▶ [Stated task]: Switch "each instance" to "every instance" everywhere in the material below and write the material out again with nothing else altered. Leave the pictures out.

▶ [Information given]:
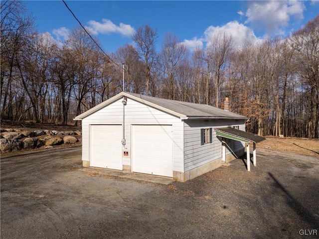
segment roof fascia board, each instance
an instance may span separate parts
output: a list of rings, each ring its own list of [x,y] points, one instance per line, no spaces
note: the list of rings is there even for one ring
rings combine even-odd
[[[247,117],[220,117],[220,116],[203,116],[203,117],[188,117],[188,120],[247,120]]]

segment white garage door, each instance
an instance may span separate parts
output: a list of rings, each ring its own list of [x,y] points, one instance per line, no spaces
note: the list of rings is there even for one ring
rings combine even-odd
[[[171,125],[133,125],[134,172],[173,176]]]
[[[91,166],[123,169],[121,129],[121,125],[91,125]]]

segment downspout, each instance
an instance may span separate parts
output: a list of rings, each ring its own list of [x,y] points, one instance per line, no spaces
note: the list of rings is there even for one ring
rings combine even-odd
[[[123,69],[123,92],[124,92],[124,63],[122,63]],[[126,144],[126,140],[125,140],[125,106],[127,102],[127,98],[126,96],[123,96],[123,100],[122,101],[122,104],[123,104],[123,121],[122,123],[122,132],[123,133],[123,137],[121,140],[121,143],[123,145],[123,147],[125,149],[127,148],[125,147]]]

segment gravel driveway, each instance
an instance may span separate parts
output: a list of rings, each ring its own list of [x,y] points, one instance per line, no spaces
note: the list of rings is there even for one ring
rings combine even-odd
[[[258,149],[250,172],[236,159],[168,185],[81,171],[79,147],[0,162],[3,239],[319,237],[319,157]]]

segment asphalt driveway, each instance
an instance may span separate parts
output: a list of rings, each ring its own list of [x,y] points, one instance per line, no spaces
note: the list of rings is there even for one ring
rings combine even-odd
[[[1,239],[319,237],[319,158],[257,150],[168,185],[82,170],[80,147],[1,157]],[[310,235],[311,234],[311,235]]]

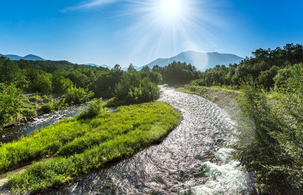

▶ [The output]:
segment roof fascia board, every instance
an instance may span separate parts
output: a list of rings, each ring its own list of [x,y] points, one instance per line, no spaces
note: the list of rings is there even for one ring
rings combine even-odd
[[[247,117],[220,117],[220,116],[203,116],[203,117],[188,117],[188,120],[247,120]]]

segment white garage door, every instance
an instance may span separate parts
output: a list of rings, each ring its own list of [x,y] points, one instance per line, no spaces
note: the list of rings is there even for one ring
rings combine even-odd
[[[171,125],[133,125],[134,172],[173,176]]]
[[[91,166],[123,169],[121,129],[121,125],[91,125]]]

segment downspout, every instance
an instance may span separate parts
output: a list of rings, each ring its own list of [x,y] points, one instance per line, no spaces
note: the list of rings is there even for one ring
rings combine even-odd
[[[123,69],[123,92],[124,92],[124,63],[122,63]],[[126,144],[126,140],[125,140],[125,106],[127,102],[127,98],[126,96],[123,96],[123,100],[122,101],[122,104],[123,104],[123,121],[122,123],[122,132],[123,133],[123,137],[121,140],[121,143],[123,145],[123,147],[125,149],[127,148],[125,147]]]

segment gravel driveway, every instance
an instance may span separate parts
output: a list of rings, each ring its own list of [x,y] points, one instance per line, no spaces
note: the list of rings is there even for one ring
rings combine even-odd
[[[258,149],[250,172],[236,159],[168,185],[81,171],[79,147],[0,162],[3,239],[319,237],[319,157]]]

segment asphalt driveway, every instance
an instance may span separate parts
output: a list of rings, each ring its own list of [x,y] points, one instance per line, no spaces
note: the list of rings is there even for one ring
rings combine even-odd
[[[1,239],[319,237],[319,158],[257,150],[168,185],[82,170],[80,147],[1,157]],[[310,235],[311,234],[311,235]]]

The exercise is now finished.